━━ VORLIEGENDER AUSZUG ━━

Ein Alarmsignal für die arabischen Autokraten und die Imperialisten
Die Auswirkungen des ersten revolutionären Falls eines Diktators im 21. Jahrhundert in der arabischen Welt haben nicht nur den Maghreb und den Nahen Osten erreicht. Auch die europäischen Regierungen sind über die jüngste Entwicklung tief besorgt. Es handelt sich um einen langen Prozess, der zum Fall des Diktators führte, und die aufgestaute Wut der tunesischen Massen verstärkt durch die Effekte der Weltwirtschaftskrise in der halbkolonialen Peripherie gegen die aus den Unabhängigkeitsprozessen hervorgegangenen Regimes kanalisierte. Diese haben schon längst die schwammige nationalistische Rhetorik bzw. den Verweis auf den arabischen Sozialismus hinter sich gelassen. Dafür haben sie sich in den besten Diener des Imperialismus und seiner neoliberalen Privatisierungsoffensive der letzten Jahrzehnte erwiesen. Für die subalternen Klassen bedeutete dies Elend und noch mehr Unterdrückung.
Die Tunesier versetzen den Imperialisten und Autokraten einen harten Schlag (…) Bis zum Ende unterstützten die imperialistischen Länder eines der blutrünstigsten und diktatorischsten Regimes der Gegend, das sich jedoch einen demokratischen Anstrich gab.
Der Prozess in Tunesien hat allen Autokraten des Maghrebs und des Nahen Ostens, allesamt des Imperialismus Freund und mancher seit über zwei oder drei Jahrzehnten an der Regierung, einen harten Schlag versetzt. Es sind wenige, die sich wie Gaddafi getraut haben, so reaktionäre Erklärungen abzugeben wie Ben Ali sei „nach wie vor rechtmäßiger Präsident“ Tunesiens. Die Mehrheit der Regierungen versucht Solidaritätsdemonstrationen mit dem revolutionären Prozess in Tunesien zu verbieten, wie in Marokko von Mohamed VI, oder es wird versucht, diese auszugrenzen. Trotz des herrschenden reaktionären Klimas in Ägypten, das durch die Instrumentalisierung der interkonfessionellen Spannungen kennzeichnet ist, schafften es mehrere Dutzend Demonstranten sich vor der tunesischen Botschaft in Kairo zu versammeln. Dabei skandierten sie Parolen wie “Ben Ali, komm und hol Mubarak ab [Präsident Ägyptens] ins Exil!”. Im Jemen, auch leidend unter einem unterschwelligen Bürgerkrieg zwischen verschiedenen Fraktionen der Bourgeoisie und gleichzeitig Ziel von US-Luftoperationen im Namen des „Kriegs gegen den Terror“, gingen mehr als tausend Studierenden der Universität von der Hauptstadt Sanna auf die Straße. Dabei riefen sie die arabischen Völker auf, dem tunesischen Beispiel zu folgen. (…)
Im Hinblick auf die politische Weltlage ist das wichtigste wahrscheinlich die Tatsache, dass der Fall Ben Alis einen sehr harten Schlag für die Imperialisten, allen voran für die ex-Kolonialmacht Frankreich darstellt. (…) Mit Ben Ali ist einer der wichtigsten Verbündeten von Paris gefallen, der als Regionalpolizist avancierte und mehr als zwanzig Jahre lang hohe Gewinne und super Geschäfte ermöglichte. (…).

━━━
━━ DATENZEILEN ━━

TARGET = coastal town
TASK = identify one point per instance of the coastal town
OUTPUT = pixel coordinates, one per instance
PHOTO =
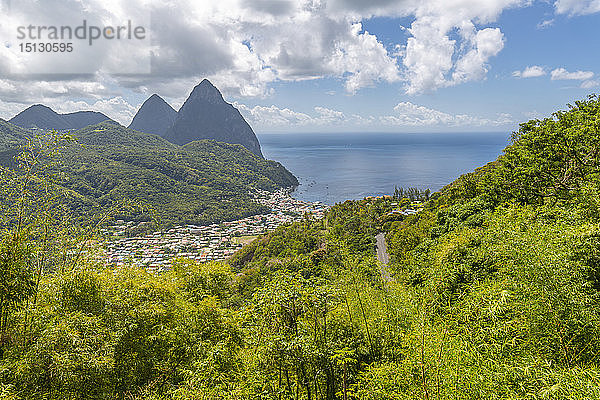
(206, 243)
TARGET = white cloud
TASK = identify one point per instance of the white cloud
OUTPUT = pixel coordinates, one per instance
(563, 74)
(406, 114)
(545, 24)
(116, 108)
(530, 72)
(245, 46)
(446, 47)
(409, 114)
(577, 7)
(590, 84)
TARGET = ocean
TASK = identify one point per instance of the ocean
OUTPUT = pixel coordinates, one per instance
(335, 167)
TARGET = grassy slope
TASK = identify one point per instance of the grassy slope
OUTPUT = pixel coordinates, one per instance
(202, 182)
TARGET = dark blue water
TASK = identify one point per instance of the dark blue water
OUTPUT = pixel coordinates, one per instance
(339, 166)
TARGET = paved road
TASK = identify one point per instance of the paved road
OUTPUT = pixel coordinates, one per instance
(383, 257)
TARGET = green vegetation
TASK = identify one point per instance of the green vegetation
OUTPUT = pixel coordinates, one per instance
(202, 182)
(495, 293)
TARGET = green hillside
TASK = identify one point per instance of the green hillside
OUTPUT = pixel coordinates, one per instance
(493, 293)
(203, 182)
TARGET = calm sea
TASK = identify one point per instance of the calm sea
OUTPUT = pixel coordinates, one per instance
(335, 167)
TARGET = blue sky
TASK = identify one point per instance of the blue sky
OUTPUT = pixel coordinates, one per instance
(338, 65)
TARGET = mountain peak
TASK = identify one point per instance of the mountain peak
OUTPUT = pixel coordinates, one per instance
(206, 115)
(154, 116)
(207, 91)
(43, 117)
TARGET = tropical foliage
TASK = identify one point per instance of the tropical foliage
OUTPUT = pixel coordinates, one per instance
(494, 292)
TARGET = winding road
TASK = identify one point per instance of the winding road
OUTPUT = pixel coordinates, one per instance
(383, 257)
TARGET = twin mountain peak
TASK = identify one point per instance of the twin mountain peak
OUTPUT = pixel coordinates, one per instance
(204, 115)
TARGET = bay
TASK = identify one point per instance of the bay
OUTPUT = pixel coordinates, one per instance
(334, 167)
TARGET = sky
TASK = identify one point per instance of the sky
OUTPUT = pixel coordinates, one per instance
(314, 65)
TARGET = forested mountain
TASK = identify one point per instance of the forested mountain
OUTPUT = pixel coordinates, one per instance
(42, 117)
(202, 182)
(206, 115)
(154, 116)
(493, 291)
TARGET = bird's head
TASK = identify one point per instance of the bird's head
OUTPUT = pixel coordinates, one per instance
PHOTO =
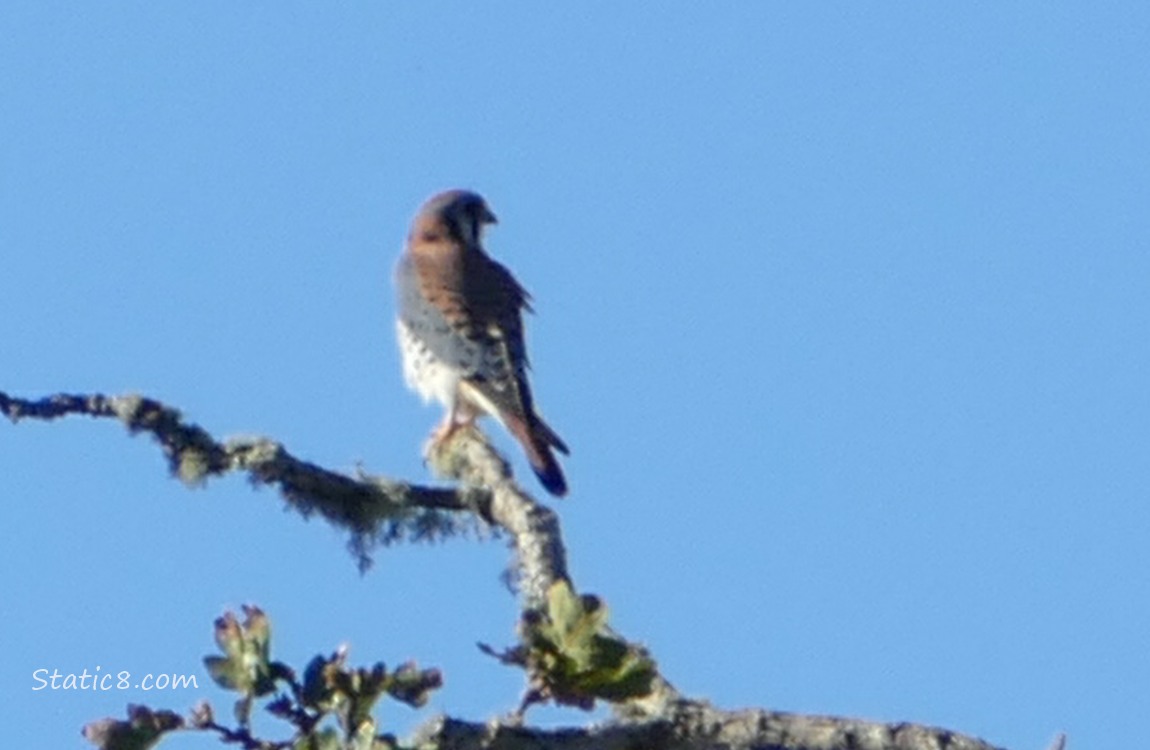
(462, 212)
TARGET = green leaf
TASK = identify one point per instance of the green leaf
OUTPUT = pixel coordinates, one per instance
(143, 729)
(244, 667)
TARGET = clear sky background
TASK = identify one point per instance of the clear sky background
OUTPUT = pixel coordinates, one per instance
(843, 311)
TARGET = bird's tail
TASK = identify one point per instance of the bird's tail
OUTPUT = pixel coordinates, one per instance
(537, 441)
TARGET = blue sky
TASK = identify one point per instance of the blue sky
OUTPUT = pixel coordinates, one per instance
(842, 310)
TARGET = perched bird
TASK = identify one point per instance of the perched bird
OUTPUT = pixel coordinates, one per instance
(461, 329)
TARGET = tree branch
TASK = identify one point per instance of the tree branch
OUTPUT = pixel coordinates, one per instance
(380, 511)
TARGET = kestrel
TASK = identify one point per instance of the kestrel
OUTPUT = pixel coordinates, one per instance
(461, 329)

━━━

ZU ERLEDIGEN:
(a) Kopiere aus dem Text über den Sturz Ben Alis wortgetreu die Stelle, die mit „Die Tunesier versetzen“ beginnt und bis einschließlich „demokratischen Anstrich gab.“ reicht.
(b) Gib die Zeilen der Auflistung von der Zeile mit „TARGET = bay“ bis einschließlich zum Ende der Auflistung als JSON-Array von Strings wieder, eine pro Zeile und ohne Leerzeilen. Lass die Bilder dabei weg.

LÖSUNGEN:
(a)
Die Tunesier versetzen den Imperialisten und Autokraten einen harten Schlag (…) Bis zum Ende unterstützten die imperialistischen Länder eines der blutrünstigsten und diktatorischsten Regimes der Gegend, das sich jedoch einen demokratischen Anstrich gab.

(b)
[
  "TARGET = bay",
  "TASK = identify one point per instance of the bay",
  "OUTPUT = pixel coordinates, one per instance",
  "(334, 167)",
  "TARGET = sky",
  "TASK = identify one point per instance of the sky",
  "OUTPUT = pixel coordinates, one per instance",
  "(314, 65)",
  "TARGET = forested mountain",
  "TASK = identify one point per instance of the forested mountain",
  "OUTPUT = pixel coordinates, one per instance",
  "(42, 117)",
  "(202, 182)",
  "(206, 115)",
  "(154, 116)",
  "(493, 291)",
  "TARGET = bird's head",
  "TASK = identify one point per instance of the bird's head",
  "OUTPUT = pixel coordinates, one per instance",
  "PHOTO =",
  "(462, 212)",
  "TARGET = green leaf",
  "TASK = identify one point per instance of the green leaf",
  "OUTPUT = pixel coordinates, one per instance",
  "(143, 729)",
  "(244, 667)",
  "TARGET = clear sky background",
  "TASK = identify one point per instance of the clear sky background",
  "OUTPUT = pixel coordinates, one per instance",
  "(843, 311)",
  "TARGET = bird's tail",
  "TASK = identify one point per instance of the bird's tail",
  "OUTPUT = pixel coordinates, one per instance",
  "(537, 441)",
  "TARGET = blue sky",
  "TASK = identify one point per instance of the blue sky",
  "OUTPUT = pixel coordinates, one per instance",
  "(842, 310)",
  "TARGET = perched bird",
  "TASK = identify one point per instance of the perched bird",
  "OUTPUT = pixel coordinates, one per instance",
  "(461, 329)",
  "TARGET = tree branch",
  "TASK = identify one point per instance of the tree branch",
  "OUTPUT = pixel coordinates, one per instance",
  "(380, 511)",
  "TARGET = kestrel",
  "TASK = identify one point per instance of the kestrel",
  "OUTPUT = pixel coordinates, one per instance",
  "(461, 329)"
]